Directive - Your task is to transcribe the records exactly, skipping every image.

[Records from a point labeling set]

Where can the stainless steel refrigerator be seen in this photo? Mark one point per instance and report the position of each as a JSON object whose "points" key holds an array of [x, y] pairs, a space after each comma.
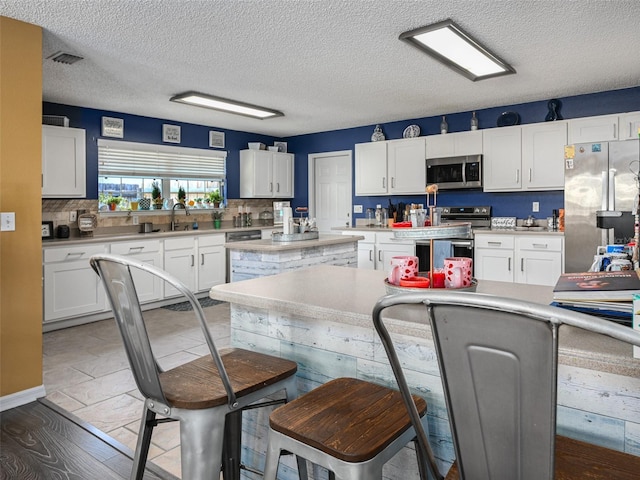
{"points": [[600, 198]]}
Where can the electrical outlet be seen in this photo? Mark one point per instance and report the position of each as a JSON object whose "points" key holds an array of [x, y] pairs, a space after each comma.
{"points": [[8, 221]]}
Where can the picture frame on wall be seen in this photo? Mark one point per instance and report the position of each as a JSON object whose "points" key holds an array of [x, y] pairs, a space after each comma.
{"points": [[47, 230], [112, 127], [170, 133]]}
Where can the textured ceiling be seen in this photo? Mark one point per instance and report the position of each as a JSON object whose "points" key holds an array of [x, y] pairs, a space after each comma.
{"points": [[327, 64]]}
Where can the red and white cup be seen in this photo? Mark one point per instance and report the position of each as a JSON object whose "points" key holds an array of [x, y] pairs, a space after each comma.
{"points": [[457, 271], [403, 267]]}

Answer -
Where can the stainless steel refrigerator be seen in this photo? Mark one point per instance and report the position of each as a JSON object whose "points" key holds an array of [x, y] pairs, a space after each comma.
{"points": [[600, 198]]}
Where can the electrical outlet be seen in this photo? Mark one point per instance and report the position of each as a JSON object whose "points" key holds an array of [x, y] pairs, a space after each comma.
{"points": [[8, 221]]}
Where can the picture frame on wall be seen in this photo? Mark one point per instance and report the position of each as a JSON object whose "points" key holds an array of [x, y] pairs, a space after each comma.
{"points": [[47, 230], [112, 127], [170, 133]]}
Where can the textured ceiling be seen in this photo? Mark one point per instance and report the position of each as a JSON object whose "points" key holds an array of [x, y] pairs, a space after each comma.
{"points": [[327, 64]]}
Where can the red and white cup be seen in this photo? Mark one point per instance and report the position of each as a JSON object whose "points" key holds an array of [x, y] pairs, a space after each comma.
{"points": [[457, 271], [403, 267]]}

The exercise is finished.